Comme déjà en la personne de son père elle n’avait pas à se louer des hommes, elle garda toujours avec eux des rapports incomplets et ratés. Elle avait beaucoup plus confiance en la compagnie des femmes, qui lui attirèrent les pires ennuis. Elle fut même un long moment portée sur ses amies - en fait, profondément, c’est un personnage solitaire, peu fait pour vivre en la société de quiconque, comme l’ont prouvé par la suite ses échecs sentimentaux - et elle en souffre : on a beau être une féministe éprouvée et mépriser les hommes, aucune femme célibataire ne me semble pas particulièrement épanouie.

 

Elle s’était d’abord mise en communauté avec Henriette, pas du tout son genre, une jolie blonde parisienne, fine, au visage aigu, beaucoup d’abattage, toujours nippée à ravir, rue Benjamin Godard, derrière le square. Henriette, mannequin de mode en imposait à Micheline qui a toujours eu des doutes sur son physique. Elle plaisait beaucoup aux rastaquouères : elle avait à l’époque pour entreteneur une sorte de poussah indochinois dont elle pompait le fric, se fichant bien des sentiments sincères qu’il avait parai-il à son égard. Je me souviens d’Henriette, chapeautée, voilette, long parapluie, une vraie figure de mode. Pour ma part je trouvais son genre faubourien assez déplaisant. Dans la suite de ces années, Henriette, après avoir professé qu’on ne saurait épouser qu’un homme riche, tomba amoureuse d’un architecte fauché de l’atelier Anblet, un certain Gabriel Duvillard, façon beau ténébreux, lunettes noires, cheveux bouclés idem, bon rendeur : avec Micheline, elle nous entraîna un jour dan sa chambre rue Mazarine pour nous montrer d’assez jolies aquarelles qu’il faisait.

 

- Il n’est pas encore très mûr, il n’est pas très attaché à son métier, disait doctement Henriette (la mode pour les filles était le pédantisme). Et sous-entendu :"Je te changerai ce mignon en trois coups d'oreiller et un saut de carpe sur le tapis".

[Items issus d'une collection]
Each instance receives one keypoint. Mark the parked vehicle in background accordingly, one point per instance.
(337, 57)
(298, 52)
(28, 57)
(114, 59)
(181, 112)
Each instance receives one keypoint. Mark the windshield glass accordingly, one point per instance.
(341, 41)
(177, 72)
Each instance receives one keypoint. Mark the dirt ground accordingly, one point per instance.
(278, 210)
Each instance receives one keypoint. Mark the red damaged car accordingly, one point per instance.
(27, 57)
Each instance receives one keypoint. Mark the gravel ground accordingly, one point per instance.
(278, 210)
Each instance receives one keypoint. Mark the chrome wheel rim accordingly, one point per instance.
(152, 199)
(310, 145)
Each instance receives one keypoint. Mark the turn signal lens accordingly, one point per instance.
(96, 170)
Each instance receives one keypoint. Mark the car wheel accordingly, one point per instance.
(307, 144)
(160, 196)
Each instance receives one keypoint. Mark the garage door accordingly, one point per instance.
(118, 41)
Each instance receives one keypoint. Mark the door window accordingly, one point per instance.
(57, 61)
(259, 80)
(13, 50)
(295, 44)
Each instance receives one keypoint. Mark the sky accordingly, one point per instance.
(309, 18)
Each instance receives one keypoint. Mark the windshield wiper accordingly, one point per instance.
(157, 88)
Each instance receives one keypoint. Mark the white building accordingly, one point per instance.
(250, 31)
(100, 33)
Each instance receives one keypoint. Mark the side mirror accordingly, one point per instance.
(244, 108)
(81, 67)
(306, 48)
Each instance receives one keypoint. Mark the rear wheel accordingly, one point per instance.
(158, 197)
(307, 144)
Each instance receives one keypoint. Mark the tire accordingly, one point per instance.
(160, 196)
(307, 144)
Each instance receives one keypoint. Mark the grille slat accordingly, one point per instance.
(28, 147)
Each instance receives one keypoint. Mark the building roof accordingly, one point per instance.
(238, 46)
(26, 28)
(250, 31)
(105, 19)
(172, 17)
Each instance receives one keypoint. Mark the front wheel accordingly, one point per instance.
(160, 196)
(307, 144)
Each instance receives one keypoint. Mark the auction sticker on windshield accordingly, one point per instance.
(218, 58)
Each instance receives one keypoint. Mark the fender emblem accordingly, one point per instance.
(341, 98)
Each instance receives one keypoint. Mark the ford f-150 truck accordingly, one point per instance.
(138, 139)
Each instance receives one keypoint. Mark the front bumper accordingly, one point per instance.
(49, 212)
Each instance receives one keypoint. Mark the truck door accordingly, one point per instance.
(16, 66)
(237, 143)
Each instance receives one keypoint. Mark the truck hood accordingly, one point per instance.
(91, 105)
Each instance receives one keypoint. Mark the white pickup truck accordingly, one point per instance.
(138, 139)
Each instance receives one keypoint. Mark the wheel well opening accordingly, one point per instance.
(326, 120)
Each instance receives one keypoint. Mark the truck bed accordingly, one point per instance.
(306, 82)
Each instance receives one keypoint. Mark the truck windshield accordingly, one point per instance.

---

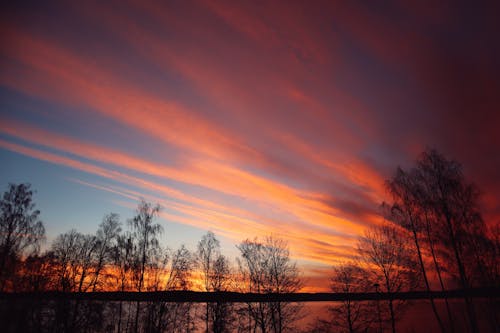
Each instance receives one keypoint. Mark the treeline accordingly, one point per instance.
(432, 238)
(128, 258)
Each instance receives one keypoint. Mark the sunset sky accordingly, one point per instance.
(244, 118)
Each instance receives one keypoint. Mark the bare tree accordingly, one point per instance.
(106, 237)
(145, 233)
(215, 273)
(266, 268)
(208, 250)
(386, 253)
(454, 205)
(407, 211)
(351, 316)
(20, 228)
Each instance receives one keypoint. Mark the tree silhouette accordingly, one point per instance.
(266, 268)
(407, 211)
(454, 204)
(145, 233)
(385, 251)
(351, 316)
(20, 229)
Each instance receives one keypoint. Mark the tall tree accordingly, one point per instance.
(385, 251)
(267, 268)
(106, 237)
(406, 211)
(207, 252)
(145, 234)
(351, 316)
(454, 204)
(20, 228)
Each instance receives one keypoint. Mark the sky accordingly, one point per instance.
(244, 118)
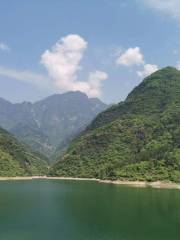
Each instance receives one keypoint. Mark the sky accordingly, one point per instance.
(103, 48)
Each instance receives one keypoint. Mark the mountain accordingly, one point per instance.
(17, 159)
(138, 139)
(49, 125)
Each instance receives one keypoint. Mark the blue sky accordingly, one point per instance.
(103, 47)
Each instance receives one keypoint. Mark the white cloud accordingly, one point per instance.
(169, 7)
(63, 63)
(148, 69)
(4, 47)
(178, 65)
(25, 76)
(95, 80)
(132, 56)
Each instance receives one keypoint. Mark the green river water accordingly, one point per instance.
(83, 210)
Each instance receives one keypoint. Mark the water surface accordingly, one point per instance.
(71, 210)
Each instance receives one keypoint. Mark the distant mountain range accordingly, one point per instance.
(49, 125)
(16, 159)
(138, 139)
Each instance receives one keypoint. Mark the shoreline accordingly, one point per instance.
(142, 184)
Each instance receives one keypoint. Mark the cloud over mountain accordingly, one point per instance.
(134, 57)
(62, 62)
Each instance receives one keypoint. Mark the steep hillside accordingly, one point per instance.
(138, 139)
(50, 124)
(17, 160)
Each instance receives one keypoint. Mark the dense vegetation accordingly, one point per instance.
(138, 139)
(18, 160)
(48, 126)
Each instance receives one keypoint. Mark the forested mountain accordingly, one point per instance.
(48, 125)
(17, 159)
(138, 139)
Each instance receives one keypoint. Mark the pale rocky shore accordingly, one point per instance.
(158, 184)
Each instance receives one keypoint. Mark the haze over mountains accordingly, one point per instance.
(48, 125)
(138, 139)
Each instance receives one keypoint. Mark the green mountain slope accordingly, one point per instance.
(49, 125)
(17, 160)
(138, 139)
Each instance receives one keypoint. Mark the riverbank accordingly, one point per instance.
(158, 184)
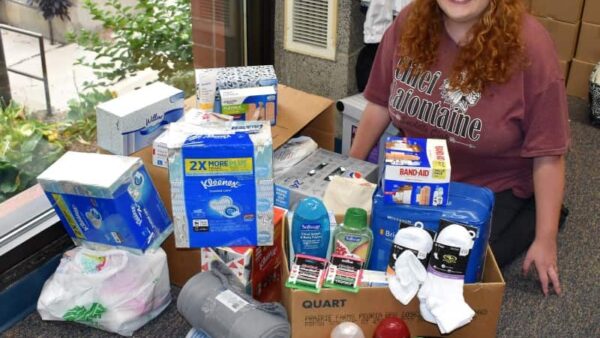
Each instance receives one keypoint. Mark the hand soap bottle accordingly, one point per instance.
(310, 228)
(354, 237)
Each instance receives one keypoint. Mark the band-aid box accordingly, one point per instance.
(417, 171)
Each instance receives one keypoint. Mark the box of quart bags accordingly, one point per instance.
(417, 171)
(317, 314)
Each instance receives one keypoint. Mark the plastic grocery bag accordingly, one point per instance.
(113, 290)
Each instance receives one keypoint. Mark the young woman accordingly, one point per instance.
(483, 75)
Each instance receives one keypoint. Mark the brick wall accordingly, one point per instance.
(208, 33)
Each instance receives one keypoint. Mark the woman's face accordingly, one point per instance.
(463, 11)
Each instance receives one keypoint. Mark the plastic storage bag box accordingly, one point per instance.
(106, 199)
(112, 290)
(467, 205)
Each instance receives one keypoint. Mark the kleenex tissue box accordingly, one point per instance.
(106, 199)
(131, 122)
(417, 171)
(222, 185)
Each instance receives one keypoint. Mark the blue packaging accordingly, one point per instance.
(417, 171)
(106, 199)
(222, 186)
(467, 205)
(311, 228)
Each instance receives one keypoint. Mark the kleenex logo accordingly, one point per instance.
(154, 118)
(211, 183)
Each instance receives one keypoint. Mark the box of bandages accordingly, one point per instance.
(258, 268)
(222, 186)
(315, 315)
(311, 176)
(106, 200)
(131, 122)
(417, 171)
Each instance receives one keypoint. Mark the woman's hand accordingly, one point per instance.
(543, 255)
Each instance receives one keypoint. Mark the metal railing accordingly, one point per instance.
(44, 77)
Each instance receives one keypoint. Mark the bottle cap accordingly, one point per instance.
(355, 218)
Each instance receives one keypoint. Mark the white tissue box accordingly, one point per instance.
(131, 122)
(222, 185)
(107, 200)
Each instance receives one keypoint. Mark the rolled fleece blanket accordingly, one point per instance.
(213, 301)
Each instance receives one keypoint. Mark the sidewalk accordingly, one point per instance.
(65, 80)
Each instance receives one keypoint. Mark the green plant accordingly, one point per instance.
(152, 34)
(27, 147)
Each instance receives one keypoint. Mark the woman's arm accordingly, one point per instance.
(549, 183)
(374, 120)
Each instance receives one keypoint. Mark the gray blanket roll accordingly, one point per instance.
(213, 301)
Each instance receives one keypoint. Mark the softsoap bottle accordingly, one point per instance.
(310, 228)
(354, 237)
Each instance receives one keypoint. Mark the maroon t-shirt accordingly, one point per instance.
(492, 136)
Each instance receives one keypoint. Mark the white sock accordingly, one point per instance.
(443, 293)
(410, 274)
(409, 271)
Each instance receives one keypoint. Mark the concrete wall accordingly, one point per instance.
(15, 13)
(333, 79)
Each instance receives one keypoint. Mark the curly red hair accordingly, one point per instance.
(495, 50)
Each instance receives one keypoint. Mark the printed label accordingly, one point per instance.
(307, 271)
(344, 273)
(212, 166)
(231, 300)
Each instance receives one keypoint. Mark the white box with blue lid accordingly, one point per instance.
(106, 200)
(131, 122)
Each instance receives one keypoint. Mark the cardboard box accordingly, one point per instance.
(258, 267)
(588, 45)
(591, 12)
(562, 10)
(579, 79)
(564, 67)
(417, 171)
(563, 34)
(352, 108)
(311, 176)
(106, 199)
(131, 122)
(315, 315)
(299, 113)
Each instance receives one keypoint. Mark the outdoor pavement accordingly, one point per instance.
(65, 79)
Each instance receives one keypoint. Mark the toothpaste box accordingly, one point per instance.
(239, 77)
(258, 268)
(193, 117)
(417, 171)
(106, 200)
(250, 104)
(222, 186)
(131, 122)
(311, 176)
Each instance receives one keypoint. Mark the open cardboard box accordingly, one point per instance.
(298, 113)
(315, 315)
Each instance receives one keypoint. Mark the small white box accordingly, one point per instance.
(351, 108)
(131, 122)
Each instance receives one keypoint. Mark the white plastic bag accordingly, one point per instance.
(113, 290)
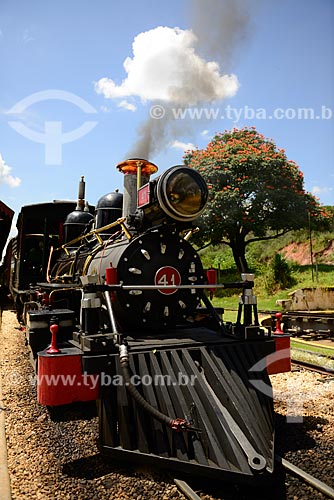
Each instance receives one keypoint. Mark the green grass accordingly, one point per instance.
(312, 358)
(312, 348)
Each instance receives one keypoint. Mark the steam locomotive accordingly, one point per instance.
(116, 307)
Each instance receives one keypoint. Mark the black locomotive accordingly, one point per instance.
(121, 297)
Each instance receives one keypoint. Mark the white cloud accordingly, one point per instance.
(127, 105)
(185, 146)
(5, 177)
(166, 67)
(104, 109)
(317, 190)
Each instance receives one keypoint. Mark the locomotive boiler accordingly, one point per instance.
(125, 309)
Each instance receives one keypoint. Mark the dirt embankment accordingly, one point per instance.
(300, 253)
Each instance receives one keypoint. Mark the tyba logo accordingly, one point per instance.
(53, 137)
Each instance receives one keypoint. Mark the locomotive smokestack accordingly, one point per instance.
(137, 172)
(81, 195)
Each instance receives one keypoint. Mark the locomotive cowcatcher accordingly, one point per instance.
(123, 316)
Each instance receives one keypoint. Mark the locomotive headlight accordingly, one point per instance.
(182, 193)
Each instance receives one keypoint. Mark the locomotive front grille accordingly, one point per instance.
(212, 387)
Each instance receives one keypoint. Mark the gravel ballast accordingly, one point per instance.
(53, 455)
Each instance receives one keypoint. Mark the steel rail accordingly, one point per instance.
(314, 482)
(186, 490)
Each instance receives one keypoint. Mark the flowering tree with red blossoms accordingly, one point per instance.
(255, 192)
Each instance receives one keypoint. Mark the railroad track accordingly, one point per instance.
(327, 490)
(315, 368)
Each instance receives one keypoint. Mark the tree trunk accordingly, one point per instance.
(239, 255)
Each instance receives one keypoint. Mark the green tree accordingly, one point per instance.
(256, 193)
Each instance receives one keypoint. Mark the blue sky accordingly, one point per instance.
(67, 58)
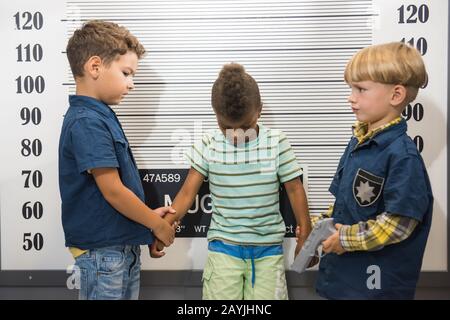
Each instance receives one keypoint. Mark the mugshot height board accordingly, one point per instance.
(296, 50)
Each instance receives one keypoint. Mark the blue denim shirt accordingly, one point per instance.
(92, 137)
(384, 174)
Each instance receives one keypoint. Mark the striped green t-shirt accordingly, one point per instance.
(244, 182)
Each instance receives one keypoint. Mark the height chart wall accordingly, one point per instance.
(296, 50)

...

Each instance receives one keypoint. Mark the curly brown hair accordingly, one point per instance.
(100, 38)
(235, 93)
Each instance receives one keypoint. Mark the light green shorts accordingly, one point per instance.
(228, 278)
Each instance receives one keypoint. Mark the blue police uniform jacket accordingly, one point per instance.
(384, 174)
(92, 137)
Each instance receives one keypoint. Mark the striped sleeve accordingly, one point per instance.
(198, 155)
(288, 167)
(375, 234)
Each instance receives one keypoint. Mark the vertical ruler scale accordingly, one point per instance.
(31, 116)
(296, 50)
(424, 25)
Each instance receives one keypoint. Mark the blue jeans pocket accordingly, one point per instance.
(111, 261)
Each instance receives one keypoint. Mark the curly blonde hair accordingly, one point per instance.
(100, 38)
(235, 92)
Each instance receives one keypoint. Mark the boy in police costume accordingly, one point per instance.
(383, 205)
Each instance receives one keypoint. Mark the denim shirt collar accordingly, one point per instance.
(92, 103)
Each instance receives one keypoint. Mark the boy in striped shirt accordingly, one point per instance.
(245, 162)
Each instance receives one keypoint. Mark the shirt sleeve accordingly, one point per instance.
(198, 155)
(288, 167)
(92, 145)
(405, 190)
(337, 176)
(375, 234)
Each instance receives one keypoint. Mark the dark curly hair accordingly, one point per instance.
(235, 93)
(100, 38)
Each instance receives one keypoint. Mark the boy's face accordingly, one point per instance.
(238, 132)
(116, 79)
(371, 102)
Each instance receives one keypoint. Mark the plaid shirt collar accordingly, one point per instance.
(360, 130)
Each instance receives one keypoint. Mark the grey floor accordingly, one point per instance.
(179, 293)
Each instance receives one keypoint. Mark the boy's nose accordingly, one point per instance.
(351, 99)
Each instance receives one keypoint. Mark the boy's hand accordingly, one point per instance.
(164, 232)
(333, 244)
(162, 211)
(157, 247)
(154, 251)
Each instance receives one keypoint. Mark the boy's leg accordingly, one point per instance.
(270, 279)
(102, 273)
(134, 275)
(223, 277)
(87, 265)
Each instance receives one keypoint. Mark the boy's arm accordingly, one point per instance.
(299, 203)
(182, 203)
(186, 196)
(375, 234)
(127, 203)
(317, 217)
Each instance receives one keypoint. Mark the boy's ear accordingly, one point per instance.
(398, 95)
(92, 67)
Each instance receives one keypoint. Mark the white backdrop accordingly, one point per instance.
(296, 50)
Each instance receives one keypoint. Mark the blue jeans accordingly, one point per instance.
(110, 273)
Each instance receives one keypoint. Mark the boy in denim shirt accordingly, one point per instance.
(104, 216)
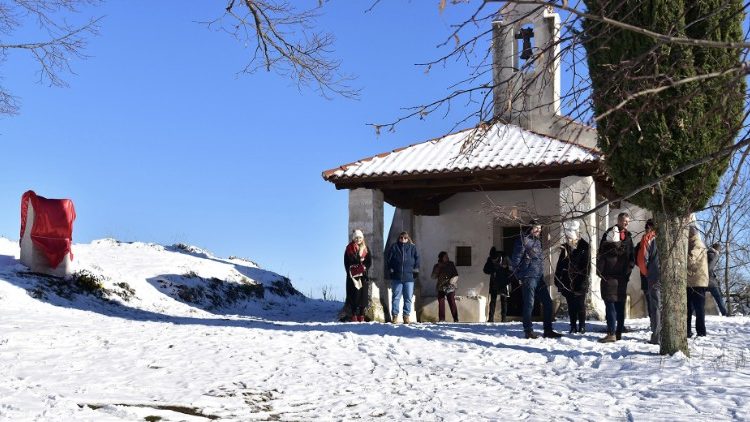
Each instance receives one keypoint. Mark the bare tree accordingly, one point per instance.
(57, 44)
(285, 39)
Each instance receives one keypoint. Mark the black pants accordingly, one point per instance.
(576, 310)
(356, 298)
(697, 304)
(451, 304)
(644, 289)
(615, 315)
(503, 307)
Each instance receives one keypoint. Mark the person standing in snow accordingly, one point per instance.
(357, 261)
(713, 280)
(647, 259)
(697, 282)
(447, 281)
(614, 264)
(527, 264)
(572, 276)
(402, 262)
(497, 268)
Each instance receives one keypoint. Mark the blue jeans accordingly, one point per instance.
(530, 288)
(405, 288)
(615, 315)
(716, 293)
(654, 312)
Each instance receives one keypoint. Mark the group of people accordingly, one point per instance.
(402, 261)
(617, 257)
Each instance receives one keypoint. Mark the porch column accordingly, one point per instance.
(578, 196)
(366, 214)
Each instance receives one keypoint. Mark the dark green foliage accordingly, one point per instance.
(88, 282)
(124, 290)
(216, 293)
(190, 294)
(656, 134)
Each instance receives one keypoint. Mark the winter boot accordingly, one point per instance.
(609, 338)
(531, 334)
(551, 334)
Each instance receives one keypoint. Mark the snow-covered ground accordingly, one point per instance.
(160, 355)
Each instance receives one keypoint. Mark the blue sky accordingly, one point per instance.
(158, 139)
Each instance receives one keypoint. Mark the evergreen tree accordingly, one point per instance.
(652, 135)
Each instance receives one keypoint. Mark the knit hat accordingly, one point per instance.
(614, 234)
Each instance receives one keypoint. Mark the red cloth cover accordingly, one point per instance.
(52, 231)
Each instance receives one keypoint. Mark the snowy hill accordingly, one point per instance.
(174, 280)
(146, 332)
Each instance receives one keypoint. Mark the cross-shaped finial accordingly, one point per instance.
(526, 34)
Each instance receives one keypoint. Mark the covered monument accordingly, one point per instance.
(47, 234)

▸ EXERCICE PROPOSÉ A:
Selon le texte sur Micheline et Henriette, quel métier exerçait Henriette ?
▸ EXERCICE PROPOSÉ B:
Poursuivez le texte sur Micheline et Henriette à partir de sa dernière phrase.

▸ RÉPONSE ATTENDUE A:
Mannequin de mode.

▸ RÉPONSE ATTENDUE B:
Malgré mes dix-huit ans et la vaste expérience de ces dames de vingt-cinq, qui ne m’en imposait nullement, je restais sceptique sur l’aptitude du joli mannequin à changer ce gros paresseux de Duvillard. Je ne me trompais guère. Henriette, fille unique, voulait des enfants : elle en eut huit. Cette marmaille la dégouta tellement qu’elle en devint à moitié folle. Elle laissa aller a vau-l'eau son ménage, une de ses filles mourut brûlée vive, elle se brouilla avec Micheline pour lui avoir écrit :

 

- Et ce n’est que le commencement ! Quand mon amie attendit elle-même son fils, qu'elle n'avait pas voulu. Micheline ne pardonnait pas ces sarcasmes désabusés.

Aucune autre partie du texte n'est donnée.